**PASSAGE GIVEN**
========================================================================
Section 6.2. Delivery of Certain IRS Forms. Concurrently with the execution of this Note and at such other times as the Company may reasonably request, the Holder shall deliver to the Company a properly completed and duly executed IRS Form W-9. At such times as the Company may reasonably request, any transferee of the Holder (or subsequent transferee) shall deliver to the Company a properly completed and duly executed IRS Form W-9 or appropriate IRS Form W-8.
Section 6.3. Mergers and Dispositions. Without the prior written consent of the Holder, the Company shall not merge into, amalgamate with or consolidate with any other Person, or permit any other Person to merge into, amalgamate with or consolidate with it, or Dispose of all or substantially all of its assets in a single transaction or a series of related transactions, unless (A) no Event of Default is then continuing, and (B) (x) in the case of a merger, the Company shall be the surviving entity or if the surviving entity is not the Company, the surviving entity shall be an entity organized or existing under the laws of the United States, any state thereof or the District of Columbia and shall expressly assume all the obligations of the Company under this Note pursuant to a supplement hereto or (y) in the case of a Disposition of all or substantially all of its assets to any Person, such Person shall be an entity organized or existing under the laws of the United States, any state thereof or the District of Columbia and shall expressly assume all the obligations of the Company under this Note pursuant to a supplement hereto.
========================================================================
**INFORMATION SHOWN**

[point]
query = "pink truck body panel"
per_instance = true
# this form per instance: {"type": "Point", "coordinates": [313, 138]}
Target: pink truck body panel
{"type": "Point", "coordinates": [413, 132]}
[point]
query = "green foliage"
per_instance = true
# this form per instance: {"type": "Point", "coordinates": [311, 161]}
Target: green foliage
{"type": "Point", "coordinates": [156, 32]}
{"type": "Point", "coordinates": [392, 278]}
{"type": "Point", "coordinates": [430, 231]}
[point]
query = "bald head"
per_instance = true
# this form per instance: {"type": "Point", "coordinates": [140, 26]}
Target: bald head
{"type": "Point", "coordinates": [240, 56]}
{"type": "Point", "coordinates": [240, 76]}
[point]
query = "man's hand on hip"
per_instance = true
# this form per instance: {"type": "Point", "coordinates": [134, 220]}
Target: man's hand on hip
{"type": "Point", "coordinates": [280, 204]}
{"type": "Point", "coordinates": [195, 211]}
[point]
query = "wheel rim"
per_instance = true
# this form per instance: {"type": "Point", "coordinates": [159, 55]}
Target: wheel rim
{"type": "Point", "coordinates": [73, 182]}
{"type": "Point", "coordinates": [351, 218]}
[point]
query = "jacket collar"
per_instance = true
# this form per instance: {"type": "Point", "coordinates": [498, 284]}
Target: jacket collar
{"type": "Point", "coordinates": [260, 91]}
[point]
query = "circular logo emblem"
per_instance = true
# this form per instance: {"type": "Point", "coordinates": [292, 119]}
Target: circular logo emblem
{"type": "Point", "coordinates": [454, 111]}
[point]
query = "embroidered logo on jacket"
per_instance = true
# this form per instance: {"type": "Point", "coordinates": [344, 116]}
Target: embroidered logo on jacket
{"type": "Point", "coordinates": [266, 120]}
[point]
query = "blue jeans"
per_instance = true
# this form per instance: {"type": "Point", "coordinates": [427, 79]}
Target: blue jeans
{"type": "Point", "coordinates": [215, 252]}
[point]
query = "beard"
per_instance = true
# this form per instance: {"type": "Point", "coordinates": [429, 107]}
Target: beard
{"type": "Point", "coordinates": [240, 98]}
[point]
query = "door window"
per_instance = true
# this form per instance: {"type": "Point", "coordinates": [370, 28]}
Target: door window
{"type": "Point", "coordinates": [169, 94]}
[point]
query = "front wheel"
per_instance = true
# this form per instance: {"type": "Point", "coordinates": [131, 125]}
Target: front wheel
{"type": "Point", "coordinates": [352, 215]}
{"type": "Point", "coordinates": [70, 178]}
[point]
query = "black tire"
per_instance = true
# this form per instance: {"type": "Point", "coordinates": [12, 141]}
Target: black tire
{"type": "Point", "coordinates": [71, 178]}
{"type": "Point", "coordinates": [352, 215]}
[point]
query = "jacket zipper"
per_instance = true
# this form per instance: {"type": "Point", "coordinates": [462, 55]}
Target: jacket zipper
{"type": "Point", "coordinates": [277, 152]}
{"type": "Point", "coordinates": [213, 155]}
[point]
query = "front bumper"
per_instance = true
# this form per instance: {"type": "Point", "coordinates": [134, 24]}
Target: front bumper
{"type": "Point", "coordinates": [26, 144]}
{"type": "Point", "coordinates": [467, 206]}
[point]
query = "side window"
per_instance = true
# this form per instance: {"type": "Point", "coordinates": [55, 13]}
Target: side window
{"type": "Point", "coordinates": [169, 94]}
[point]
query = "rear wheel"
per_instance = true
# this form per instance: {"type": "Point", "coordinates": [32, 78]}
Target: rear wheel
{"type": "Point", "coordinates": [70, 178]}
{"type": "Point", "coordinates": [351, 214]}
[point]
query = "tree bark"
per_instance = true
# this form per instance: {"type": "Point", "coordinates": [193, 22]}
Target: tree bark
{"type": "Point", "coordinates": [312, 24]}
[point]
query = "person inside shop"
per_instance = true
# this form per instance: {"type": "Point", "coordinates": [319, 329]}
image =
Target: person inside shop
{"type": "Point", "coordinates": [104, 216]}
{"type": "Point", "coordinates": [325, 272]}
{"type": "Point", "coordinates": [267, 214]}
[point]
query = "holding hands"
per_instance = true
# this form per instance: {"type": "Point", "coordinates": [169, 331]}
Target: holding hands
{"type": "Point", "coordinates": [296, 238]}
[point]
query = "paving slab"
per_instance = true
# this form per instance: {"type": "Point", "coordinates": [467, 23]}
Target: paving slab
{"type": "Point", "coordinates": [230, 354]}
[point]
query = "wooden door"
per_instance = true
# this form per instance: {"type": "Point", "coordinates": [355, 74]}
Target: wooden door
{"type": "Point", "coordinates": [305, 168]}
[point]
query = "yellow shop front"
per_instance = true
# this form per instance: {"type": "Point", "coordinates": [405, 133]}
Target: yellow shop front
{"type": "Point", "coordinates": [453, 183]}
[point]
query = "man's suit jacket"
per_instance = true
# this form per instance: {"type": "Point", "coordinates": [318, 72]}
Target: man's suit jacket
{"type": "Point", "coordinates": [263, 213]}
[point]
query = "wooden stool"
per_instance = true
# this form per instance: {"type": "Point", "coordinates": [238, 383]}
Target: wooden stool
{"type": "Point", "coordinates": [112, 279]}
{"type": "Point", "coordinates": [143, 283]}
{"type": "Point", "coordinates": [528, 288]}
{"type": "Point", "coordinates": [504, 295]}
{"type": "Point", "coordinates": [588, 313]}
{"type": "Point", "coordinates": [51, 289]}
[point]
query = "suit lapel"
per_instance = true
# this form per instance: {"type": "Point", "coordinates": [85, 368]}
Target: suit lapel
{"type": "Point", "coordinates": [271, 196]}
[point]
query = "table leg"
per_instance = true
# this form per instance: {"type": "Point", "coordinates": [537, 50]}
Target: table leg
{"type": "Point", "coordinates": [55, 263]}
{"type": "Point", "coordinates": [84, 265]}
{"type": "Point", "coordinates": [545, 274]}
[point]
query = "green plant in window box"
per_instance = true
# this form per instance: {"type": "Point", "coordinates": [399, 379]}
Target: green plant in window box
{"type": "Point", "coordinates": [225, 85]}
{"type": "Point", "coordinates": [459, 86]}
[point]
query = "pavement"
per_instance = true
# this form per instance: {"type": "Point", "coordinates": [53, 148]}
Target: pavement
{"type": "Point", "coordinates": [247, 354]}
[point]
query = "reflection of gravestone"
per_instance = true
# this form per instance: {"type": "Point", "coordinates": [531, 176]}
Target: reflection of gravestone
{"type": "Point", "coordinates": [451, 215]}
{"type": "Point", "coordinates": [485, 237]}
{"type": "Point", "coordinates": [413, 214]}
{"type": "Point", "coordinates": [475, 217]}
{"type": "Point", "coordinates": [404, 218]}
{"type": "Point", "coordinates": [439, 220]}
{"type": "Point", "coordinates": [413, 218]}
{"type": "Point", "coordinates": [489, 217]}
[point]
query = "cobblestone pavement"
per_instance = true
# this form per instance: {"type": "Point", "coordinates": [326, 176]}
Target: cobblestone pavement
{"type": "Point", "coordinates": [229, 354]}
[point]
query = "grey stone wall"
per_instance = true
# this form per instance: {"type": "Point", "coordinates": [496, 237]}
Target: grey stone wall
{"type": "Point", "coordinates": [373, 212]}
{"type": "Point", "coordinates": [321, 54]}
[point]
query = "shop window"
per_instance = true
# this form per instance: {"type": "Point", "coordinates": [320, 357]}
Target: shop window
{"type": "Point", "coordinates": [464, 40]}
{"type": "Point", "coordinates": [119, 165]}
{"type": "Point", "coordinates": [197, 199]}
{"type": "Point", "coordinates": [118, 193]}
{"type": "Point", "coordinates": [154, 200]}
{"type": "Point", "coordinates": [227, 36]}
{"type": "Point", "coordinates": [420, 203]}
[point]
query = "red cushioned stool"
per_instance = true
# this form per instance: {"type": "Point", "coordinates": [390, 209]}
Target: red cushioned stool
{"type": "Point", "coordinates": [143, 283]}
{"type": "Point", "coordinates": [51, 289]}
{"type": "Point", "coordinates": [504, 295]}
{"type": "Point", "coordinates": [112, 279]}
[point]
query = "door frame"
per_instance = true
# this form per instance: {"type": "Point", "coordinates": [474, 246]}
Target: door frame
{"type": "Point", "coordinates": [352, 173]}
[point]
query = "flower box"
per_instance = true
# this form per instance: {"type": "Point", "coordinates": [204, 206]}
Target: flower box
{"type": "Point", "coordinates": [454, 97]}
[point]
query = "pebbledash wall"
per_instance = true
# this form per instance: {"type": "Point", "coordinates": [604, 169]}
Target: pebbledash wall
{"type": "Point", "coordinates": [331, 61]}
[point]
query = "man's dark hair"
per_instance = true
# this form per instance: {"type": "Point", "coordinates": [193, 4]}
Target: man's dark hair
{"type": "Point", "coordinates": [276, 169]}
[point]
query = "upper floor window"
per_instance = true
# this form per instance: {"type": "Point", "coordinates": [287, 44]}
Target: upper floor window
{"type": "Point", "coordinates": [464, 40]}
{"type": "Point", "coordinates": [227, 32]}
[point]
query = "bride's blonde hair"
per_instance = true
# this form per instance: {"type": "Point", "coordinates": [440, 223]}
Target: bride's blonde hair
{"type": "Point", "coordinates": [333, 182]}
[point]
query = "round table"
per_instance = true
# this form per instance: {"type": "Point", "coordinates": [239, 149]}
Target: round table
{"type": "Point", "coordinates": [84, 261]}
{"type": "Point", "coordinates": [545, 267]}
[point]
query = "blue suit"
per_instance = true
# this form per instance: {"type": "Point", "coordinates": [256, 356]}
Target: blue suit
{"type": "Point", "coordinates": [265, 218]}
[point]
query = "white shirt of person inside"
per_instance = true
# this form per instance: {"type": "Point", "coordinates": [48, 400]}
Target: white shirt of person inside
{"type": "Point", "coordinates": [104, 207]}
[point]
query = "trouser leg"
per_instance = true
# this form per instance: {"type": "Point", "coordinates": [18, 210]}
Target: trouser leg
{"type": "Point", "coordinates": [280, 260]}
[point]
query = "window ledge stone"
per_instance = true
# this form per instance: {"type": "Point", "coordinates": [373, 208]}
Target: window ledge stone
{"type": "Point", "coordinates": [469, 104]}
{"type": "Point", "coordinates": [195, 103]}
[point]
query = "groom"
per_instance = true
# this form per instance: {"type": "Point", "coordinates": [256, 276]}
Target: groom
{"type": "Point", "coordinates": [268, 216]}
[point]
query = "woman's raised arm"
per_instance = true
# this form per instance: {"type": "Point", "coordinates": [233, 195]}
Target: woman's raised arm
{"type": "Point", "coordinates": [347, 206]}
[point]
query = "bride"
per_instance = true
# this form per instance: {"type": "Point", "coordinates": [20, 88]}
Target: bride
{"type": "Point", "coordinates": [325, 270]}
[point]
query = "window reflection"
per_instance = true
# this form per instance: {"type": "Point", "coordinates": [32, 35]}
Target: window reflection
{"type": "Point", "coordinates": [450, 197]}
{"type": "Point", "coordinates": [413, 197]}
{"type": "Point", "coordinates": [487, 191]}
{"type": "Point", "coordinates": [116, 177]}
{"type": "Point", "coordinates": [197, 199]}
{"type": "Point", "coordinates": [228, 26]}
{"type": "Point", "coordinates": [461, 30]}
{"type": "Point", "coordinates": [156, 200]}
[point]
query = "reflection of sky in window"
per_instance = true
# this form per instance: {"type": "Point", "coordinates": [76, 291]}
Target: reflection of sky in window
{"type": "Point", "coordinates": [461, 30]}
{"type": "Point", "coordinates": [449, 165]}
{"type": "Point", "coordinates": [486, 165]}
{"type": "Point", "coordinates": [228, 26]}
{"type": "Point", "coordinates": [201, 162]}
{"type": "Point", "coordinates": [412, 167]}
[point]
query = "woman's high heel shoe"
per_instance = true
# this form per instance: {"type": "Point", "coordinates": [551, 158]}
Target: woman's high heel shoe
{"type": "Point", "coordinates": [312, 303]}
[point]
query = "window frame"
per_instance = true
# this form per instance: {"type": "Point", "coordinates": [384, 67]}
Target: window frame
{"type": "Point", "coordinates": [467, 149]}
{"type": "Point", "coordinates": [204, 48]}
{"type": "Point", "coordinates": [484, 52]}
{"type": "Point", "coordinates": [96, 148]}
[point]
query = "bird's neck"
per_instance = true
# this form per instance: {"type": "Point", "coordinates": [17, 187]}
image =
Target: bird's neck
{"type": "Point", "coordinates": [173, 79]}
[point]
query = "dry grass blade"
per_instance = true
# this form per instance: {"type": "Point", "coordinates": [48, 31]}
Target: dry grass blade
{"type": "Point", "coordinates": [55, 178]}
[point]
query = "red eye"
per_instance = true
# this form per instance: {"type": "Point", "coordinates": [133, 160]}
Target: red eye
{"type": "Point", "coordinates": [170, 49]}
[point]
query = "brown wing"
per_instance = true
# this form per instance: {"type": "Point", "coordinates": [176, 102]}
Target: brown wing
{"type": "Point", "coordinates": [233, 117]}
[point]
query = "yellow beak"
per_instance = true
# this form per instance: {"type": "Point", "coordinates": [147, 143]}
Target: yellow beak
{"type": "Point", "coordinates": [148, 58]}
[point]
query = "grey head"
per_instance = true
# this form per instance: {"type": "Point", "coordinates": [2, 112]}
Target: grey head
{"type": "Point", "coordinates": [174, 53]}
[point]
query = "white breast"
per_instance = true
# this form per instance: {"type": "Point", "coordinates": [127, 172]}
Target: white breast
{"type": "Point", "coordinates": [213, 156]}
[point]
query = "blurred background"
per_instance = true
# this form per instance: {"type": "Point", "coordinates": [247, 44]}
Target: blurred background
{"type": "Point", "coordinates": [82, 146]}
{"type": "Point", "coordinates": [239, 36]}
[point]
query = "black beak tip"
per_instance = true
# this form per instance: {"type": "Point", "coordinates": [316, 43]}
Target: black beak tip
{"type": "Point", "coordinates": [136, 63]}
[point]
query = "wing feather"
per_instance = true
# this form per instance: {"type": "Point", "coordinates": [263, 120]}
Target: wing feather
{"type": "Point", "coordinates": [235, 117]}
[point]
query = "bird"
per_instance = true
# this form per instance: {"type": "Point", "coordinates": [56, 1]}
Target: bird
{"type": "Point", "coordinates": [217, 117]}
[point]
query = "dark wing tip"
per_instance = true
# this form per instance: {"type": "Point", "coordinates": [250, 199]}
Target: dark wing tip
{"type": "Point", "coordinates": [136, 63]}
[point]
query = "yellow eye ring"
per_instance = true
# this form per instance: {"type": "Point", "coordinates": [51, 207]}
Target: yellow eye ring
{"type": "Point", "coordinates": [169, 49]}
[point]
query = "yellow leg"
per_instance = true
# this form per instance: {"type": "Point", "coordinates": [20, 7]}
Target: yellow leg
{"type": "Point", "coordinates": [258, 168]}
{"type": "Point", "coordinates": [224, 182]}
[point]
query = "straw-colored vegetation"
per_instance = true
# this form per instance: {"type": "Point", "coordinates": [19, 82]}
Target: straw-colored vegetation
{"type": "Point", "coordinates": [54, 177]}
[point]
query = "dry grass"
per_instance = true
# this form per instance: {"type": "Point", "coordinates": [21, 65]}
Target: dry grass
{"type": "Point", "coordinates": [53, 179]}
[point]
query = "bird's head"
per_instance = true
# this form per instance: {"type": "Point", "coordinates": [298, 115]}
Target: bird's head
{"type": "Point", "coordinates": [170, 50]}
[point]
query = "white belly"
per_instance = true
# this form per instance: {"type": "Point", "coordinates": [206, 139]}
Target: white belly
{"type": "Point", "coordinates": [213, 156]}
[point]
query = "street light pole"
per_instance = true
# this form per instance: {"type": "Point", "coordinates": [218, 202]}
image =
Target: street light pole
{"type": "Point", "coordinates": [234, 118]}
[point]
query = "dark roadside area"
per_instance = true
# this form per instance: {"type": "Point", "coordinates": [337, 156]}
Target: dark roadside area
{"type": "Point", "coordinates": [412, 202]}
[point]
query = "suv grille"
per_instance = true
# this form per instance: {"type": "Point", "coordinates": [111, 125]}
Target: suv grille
========================================================================
**BRIEF**
Output the passage of the note provisions word for word, starting at "Section 6.2. Delivery" and ending at "IRS Form W-8.".

**THE OUTPUT**
Section 6.2. Delivery of Certain IRS Forms. Concurrently with the execution of this Note and at such other times as the Company may reasonably request, the Holder shall deliver to the Company a properly completed and duly executed IRS Form W-9. At such times as the Company may reasonably request, any transferee of the Holder (or subsequent transferee) shall deliver to the Company a properly completed and duly executed IRS Form W-9 or appropriate IRS Form W-8.